Render the lines of the items below as a JSON list of strings, one string per line with blank lines omitted. Begin at the line that contains "the boy with" and continue through the last line of the items.

Dataset entries
#####
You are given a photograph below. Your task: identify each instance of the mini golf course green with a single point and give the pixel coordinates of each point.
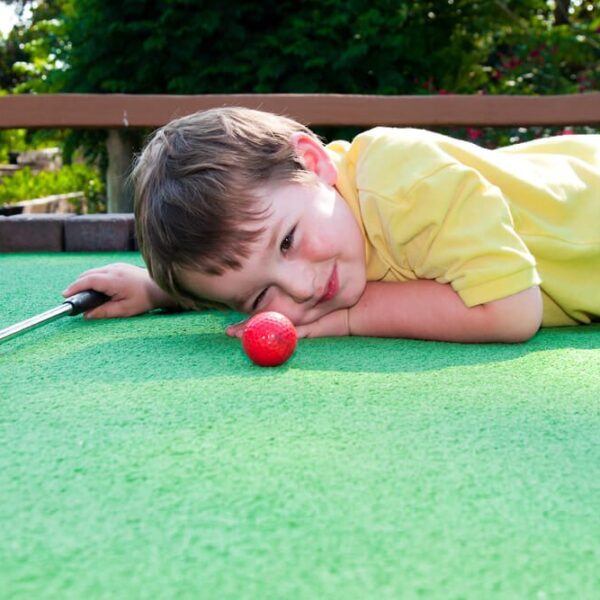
(147, 458)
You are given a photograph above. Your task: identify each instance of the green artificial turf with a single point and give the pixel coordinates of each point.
(147, 458)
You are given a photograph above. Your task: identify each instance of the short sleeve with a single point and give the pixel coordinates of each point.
(462, 233)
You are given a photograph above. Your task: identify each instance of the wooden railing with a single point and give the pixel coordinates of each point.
(119, 112)
(126, 110)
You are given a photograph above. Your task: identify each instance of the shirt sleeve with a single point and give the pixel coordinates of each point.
(464, 234)
(439, 218)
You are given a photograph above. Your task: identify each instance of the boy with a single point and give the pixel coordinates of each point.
(402, 233)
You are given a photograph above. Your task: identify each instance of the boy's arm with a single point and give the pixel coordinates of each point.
(425, 309)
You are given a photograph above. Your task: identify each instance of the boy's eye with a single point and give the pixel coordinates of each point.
(287, 241)
(259, 299)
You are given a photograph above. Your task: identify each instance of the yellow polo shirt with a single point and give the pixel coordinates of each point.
(489, 222)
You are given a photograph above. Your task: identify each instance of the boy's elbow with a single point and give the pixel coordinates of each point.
(517, 318)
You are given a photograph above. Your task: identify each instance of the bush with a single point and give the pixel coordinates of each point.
(24, 185)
#####
# WRITTEN RESPONSE:
[
  "You are given a photograph above. Your task: identify each instance of the boy with a single point and give the pixel coordinates of each point.",
  "(402, 233)",
  "You are given a photograph above. Your task: identify each instance of the boy's arm with a single point and give the pixel coordinates of each point.",
  "(425, 309)",
  "You are given a photograph above. Your task: identify each instance of the boy's eye with a single point and give the pixel coordinates of each point.",
  "(287, 241)",
  "(259, 299)",
  "You are given a photograph above. Your task: identify each instance of the yellow polo shirt with a single point and give the pixel coordinates of each point.",
  "(489, 222)",
  "You are given a photograph above. Your task: identify each instance of the boy's elbow with a single point and give the pixel coordinates of each point.",
  "(517, 318)",
  "You are given a photograph above. Your task: identify each instance of the bush with a single point and give the pixel coordinates of each point.",
  "(24, 185)"
]